» **Job**
Without including any pictures, copy each entry below exactly.

» **Information supplied**
◆ ◆ ◆ ◆ ◆ ◆ ◆
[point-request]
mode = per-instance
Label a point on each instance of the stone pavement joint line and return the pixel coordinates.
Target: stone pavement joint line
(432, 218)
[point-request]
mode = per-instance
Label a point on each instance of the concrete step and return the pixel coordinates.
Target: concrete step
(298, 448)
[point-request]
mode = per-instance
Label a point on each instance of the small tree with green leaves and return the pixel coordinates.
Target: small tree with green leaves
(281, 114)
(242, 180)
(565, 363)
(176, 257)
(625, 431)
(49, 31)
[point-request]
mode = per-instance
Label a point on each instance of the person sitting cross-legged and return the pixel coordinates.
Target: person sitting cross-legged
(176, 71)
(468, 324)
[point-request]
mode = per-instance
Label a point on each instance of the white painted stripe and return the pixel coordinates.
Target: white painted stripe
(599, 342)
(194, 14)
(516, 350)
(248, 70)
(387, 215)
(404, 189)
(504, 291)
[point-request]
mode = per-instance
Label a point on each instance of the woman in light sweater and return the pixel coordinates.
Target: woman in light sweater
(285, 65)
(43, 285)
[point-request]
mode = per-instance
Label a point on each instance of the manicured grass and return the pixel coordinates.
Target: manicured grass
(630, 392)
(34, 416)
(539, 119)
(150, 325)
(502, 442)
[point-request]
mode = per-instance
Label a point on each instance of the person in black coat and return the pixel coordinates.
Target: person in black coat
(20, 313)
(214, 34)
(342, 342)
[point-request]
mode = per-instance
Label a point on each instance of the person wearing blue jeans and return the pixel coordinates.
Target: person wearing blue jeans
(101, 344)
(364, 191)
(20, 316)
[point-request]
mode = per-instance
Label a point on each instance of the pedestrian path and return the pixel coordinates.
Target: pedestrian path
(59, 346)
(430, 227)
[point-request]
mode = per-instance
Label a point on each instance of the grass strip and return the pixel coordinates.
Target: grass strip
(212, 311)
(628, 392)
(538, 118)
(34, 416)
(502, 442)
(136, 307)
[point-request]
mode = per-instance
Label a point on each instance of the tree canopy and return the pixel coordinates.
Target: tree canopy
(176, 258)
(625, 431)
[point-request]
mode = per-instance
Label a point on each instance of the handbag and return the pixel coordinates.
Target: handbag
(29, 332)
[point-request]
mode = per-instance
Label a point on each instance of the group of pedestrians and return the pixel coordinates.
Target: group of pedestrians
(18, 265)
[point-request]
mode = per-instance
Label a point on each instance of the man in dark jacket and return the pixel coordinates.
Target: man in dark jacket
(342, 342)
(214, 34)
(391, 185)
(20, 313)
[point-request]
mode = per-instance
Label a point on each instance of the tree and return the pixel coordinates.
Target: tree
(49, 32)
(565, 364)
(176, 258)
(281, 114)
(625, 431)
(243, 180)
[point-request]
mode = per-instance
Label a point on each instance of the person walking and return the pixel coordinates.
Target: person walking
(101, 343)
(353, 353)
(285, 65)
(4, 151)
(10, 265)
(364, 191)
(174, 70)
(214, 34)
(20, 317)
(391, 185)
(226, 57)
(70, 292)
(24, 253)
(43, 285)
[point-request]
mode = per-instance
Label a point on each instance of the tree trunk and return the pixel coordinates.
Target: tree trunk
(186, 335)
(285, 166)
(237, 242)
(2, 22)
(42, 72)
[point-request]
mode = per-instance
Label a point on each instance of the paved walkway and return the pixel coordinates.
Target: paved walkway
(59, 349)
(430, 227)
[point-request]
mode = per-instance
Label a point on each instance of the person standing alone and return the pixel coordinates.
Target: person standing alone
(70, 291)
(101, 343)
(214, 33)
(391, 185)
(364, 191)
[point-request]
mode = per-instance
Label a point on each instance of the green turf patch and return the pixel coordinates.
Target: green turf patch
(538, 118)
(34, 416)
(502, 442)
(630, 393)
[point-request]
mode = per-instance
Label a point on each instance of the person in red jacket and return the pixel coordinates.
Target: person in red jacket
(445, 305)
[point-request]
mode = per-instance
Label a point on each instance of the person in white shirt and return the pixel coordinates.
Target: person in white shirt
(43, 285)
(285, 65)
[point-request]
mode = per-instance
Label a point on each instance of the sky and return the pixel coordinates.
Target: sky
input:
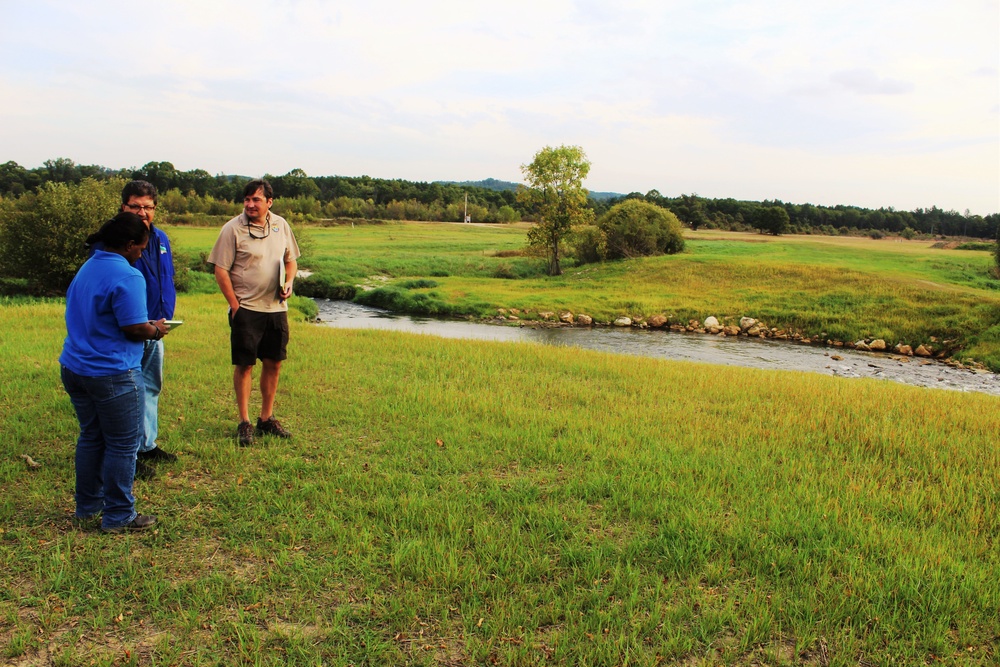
(873, 103)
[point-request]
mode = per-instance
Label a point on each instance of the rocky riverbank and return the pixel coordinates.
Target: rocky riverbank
(748, 327)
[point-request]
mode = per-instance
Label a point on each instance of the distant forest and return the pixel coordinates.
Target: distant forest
(190, 195)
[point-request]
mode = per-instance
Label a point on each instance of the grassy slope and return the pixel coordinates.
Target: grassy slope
(458, 502)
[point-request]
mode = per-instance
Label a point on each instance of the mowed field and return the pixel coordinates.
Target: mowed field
(837, 288)
(453, 502)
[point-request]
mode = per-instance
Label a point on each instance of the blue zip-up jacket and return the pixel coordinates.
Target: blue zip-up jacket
(157, 266)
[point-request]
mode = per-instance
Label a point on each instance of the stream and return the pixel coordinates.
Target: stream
(662, 344)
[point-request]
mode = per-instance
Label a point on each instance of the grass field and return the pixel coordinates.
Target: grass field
(469, 503)
(838, 288)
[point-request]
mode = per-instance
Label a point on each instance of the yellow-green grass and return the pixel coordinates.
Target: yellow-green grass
(840, 289)
(460, 502)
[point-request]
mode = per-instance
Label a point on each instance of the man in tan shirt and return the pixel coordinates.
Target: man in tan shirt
(255, 264)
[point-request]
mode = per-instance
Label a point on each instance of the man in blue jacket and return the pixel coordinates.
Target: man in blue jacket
(157, 265)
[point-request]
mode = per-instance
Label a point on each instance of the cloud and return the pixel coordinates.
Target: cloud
(866, 82)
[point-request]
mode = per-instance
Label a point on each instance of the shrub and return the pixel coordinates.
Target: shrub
(320, 287)
(42, 235)
(506, 213)
(635, 228)
(589, 245)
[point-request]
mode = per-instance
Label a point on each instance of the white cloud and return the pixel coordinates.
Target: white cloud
(886, 103)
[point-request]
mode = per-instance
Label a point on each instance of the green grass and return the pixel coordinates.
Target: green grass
(460, 502)
(841, 289)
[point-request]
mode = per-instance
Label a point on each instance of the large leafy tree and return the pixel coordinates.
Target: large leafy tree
(555, 193)
(635, 228)
(772, 220)
(44, 232)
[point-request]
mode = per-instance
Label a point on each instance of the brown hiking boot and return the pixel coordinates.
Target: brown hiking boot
(272, 427)
(140, 522)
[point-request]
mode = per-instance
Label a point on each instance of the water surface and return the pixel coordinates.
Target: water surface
(729, 350)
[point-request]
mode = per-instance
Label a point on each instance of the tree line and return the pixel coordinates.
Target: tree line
(305, 197)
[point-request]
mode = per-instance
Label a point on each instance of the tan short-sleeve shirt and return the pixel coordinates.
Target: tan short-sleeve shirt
(255, 264)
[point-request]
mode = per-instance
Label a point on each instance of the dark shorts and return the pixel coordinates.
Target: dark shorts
(256, 336)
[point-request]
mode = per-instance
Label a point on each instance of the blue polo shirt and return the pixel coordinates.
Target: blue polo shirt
(157, 267)
(106, 295)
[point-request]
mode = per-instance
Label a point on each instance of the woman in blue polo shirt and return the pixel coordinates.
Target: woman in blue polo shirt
(106, 325)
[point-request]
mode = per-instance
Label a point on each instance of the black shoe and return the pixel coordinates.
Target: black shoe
(244, 432)
(140, 522)
(272, 427)
(157, 455)
(143, 471)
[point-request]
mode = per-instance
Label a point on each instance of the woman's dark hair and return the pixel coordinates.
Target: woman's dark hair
(119, 230)
(139, 189)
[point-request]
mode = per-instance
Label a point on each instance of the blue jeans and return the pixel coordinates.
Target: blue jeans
(152, 375)
(110, 412)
◆ ◆ ◆ ◆ ◆ ◆ ◆
» **Correct response**
[point-request]
mode = per-instance
Label a point on each instance of the stone pavement joint line and return the pixel coordinates.
Target: stone pavement joint line
(432, 218)
[point-request]
mode = per-instance
Label a point on each instance of the concrete step and return the pixel coordinates.
Target: concrete step
(298, 448)
[point-request]
mode = per-instance
Label a point on each instance of the small tree with green leaves and return the pixel coordinates.
Target: small tree with green leaves
(281, 114)
(242, 180)
(565, 363)
(176, 257)
(625, 431)
(49, 31)
[point-request]
mode = per-instance
Label a point on each instance of the person sitting cross-legged and return the pixel coordinates.
Target: person sitting cross-legged
(176, 71)
(468, 324)
[point-request]
mode = per-instance
Label a point on each instance of the white painted stripe and return the pixel coordinates.
Target: white painted stripe
(599, 342)
(194, 14)
(516, 350)
(248, 70)
(387, 215)
(404, 189)
(504, 291)
[point-request]
mode = per-instance
Label a point on each instance of the woman in light sweater and return the pixel coordinates.
Target: woman in light sweater
(285, 65)
(43, 285)
[point-request]
mode = per-instance
Label a point on each instance of the manicured grass and return the pixel coordinates.
Target: manicured grass
(630, 392)
(34, 416)
(539, 119)
(150, 325)
(502, 442)
[point-request]
mode = per-instance
Label a point on each instance of the person in black coat and return the pixel coordinates.
Target: person in black coat
(20, 313)
(214, 34)
(342, 342)
[point-request]
mode = per-instance
Label a point on each instance of the person wearing blue jeans and return the pixel coordinates.
Target: person wearing blue jeans
(101, 344)
(364, 191)
(20, 316)
[point-request]
mode = per-instance
Label a point on each instance of the pedestrian path and return the pixel coordinates.
Target: pedestrian path
(59, 346)
(430, 227)
[point-request]
mode = per-instance
Label a point on each instance of the grass strip and return the pixel coordinates.
Target: grass strip
(212, 311)
(628, 392)
(538, 118)
(34, 416)
(502, 442)
(136, 307)
[point-request]
mode = per-instance
Label a point on each instance of the tree canopy and return the pixel coordinates.
Target: tree canopy
(176, 258)
(625, 431)
[point-request]
mode = per-instance
Label a point on each instance of the handbag and return the pixel coordinates.
Target: handbag
(29, 332)
[point-request]
mode = per-instance
Label a point on each instance of the group of pedestrians and return the pixel coordinates.
Target: group of pedestrians
(18, 265)
[point-request]
mode = per-instance
Label a point on each instance of the man in dark jacket and return the pixel coordinates.
Target: man in dark jacket
(342, 342)
(214, 34)
(391, 185)
(20, 313)
[point-request]
mode = per-instance
Label a point on each instance of the tree and return the pixel coordinates.
Target: tree
(49, 32)
(565, 364)
(176, 258)
(281, 114)
(625, 431)
(243, 180)
[point-request]
mode = per-instance
Label a point on each instance of the person walking and return the pixel coordinates.
Target: person walking
(101, 343)
(353, 353)
(285, 65)
(4, 151)
(10, 265)
(364, 191)
(174, 70)
(214, 34)
(20, 317)
(391, 185)
(226, 57)
(70, 292)
(24, 253)
(43, 285)
[point-request]
mode = per-instance
Label a point on each instance of the tree trunk and return the pixel coordinates.
Target: tree trunk
(186, 335)
(285, 166)
(237, 242)
(2, 22)
(42, 72)
[point-request]
mode = per-instance
Label a point on each instance of the paved walkway and return the pixel coordinates.
Target: paved walkway
(59, 349)
(430, 227)
[point-request]
mode = per-instance
Label a point on each instance of the person standing alone and return the pixel coordinates.
Target: person standing alone
(70, 291)
(101, 343)
(214, 33)
(391, 185)
(364, 191)
[point-request]
mode = per-instance
Label a point on each instance of the green turf patch and return the pixel coordinates.
Target: green turf patch
(538, 118)
(34, 416)
(502, 442)
(630, 393)
[point-request]
mode = per-instance
Label a point on each instance of the person in red jacket and return the pixel coordinates.
Target: person in red jacket
(445, 305)
[point-request]
mode = per-instance
Label a point on each instance of the person in white shirt and return the pixel coordinates.
Target: person in white shirt
(43, 285)
(285, 65)
[point-request]
mode = per-instance
Label a point on each instance of the sky and return the pixel coordinates.
Target: sky
input:
(873, 103)
[point-request]
mode = per-instance
Label a point on each instance of the rocky riverbank and return the pixel coordinates.
Target: rocky riverbank
(748, 327)
[point-request]
mode = per-instance
Label a point on each instance of the distant forest and return the pixel coordinates.
Target: distant forest
(190, 195)
[point-request]
mode = per-instance
Label a point on each instance of the grassy slope and return the pixel coordinates.
Target: grassy slope
(458, 502)
[point-request]
mode = per-instance
Label a point on each instance of the mowed field and return the pixel coordinates.
Target: mowed field
(837, 288)
(453, 502)
[point-request]
mode = per-instance
Label a point on each instance of the blue zip-up jacket and return the pixel coordinates.
Target: blue zip-up jacket
(157, 266)
[point-request]
mode = per-instance
Label a point on each instance of the stream and return the pixel coordinates.
Target: stream
(662, 344)
[point-request]
mode = per-instance
Label a point on each instance of the grass field and return the pixel coordinates.
Target: grass field
(469, 503)
(838, 288)
[point-request]
mode = per-instance
Label a point on each instance of the yellow-green grass and return the pixel coordinates.
Target: yellow-green grass
(840, 289)
(460, 502)
[point-request]
mode = per-instance
Label a point on each instance of the man in tan shirt and return the pixel coordinates.
Target: man in tan shirt
(255, 264)
[point-request]
mode = per-instance
Label a point on each instance of the man in blue jacket and return the pixel coordinates.
Target: man in blue jacket
(157, 265)
[point-request]
mode = per-instance
Label a point on each instance of the cloud and return the pixel coordinates.
Target: cloud
(866, 82)
[point-request]
mode = per-instance
Label a point on each instance of the shrub and return the pixel coordinates.
Target: shrub
(320, 287)
(42, 235)
(506, 213)
(635, 228)
(589, 245)
[point-request]
mode = per-instance
Label a point on each instance of the white cloud and return the pixel coordinates.
Target: white cloud
(886, 103)
[point-request]
mode = per-instance
Label a point on each instance of the green grass and return the pixel coordinates.
Target: green grass
(460, 502)
(841, 289)
[point-request]
mode = per-instance
Label a point on each instance of the large leafy tree and return the pixel coordinates.
Target: large leafy tree
(555, 193)
(635, 228)
(772, 220)
(44, 232)
[point-request]
mode = per-instance
Label a point on each instance of the brown hiking boot and return the pixel coordinates.
Target: brown hiking boot
(272, 427)
(140, 522)
[point-request]
mode = per-instance
Label a point on each instance of the water surface and return the pixel coordinates.
Target: water surface
(729, 350)
[point-request]
mode = per-instance
Label a point on each instance of the tree line and return the pixel coordinates.
Target: tree line
(305, 197)
[point-request]
mode = per-instance
Label a point on each instance of the tan short-sleeve shirt and return the pixel coordinates.
Target: tan short-sleeve shirt
(255, 264)
[point-request]
mode = per-instance
Label a point on each instance of the dark shorts and return the pixel coordinates.
Target: dark shorts
(256, 336)
[point-request]
mode = per-instance
Label a point on each instance of the blue polo shirt and return the pixel coordinates.
Target: blue polo shirt
(157, 267)
(106, 295)
[point-request]
mode = per-instance
Label a point on each instance of the woman in blue polo shirt and return the pixel coordinates.
Target: woman in blue polo shirt
(106, 325)
[point-request]
mode = per-instance
Label a point on each instance of the black shoe and return the pixel coordinates.
Target: black shoe
(244, 432)
(140, 522)
(272, 427)
(157, 455)
(143, 471)
[point-request]
mode = per-instance
Label a point on each instance of the woman's dark hair and return the pixel coordinates.
Target: woman's dark hair
(119, 230)
(139, 189)
[point-request]
mode = per-instance
Label a point on each instance of the blue jeans and return the pixel coordinates.
Target: blue jeans
(152, 375)
(110, 412)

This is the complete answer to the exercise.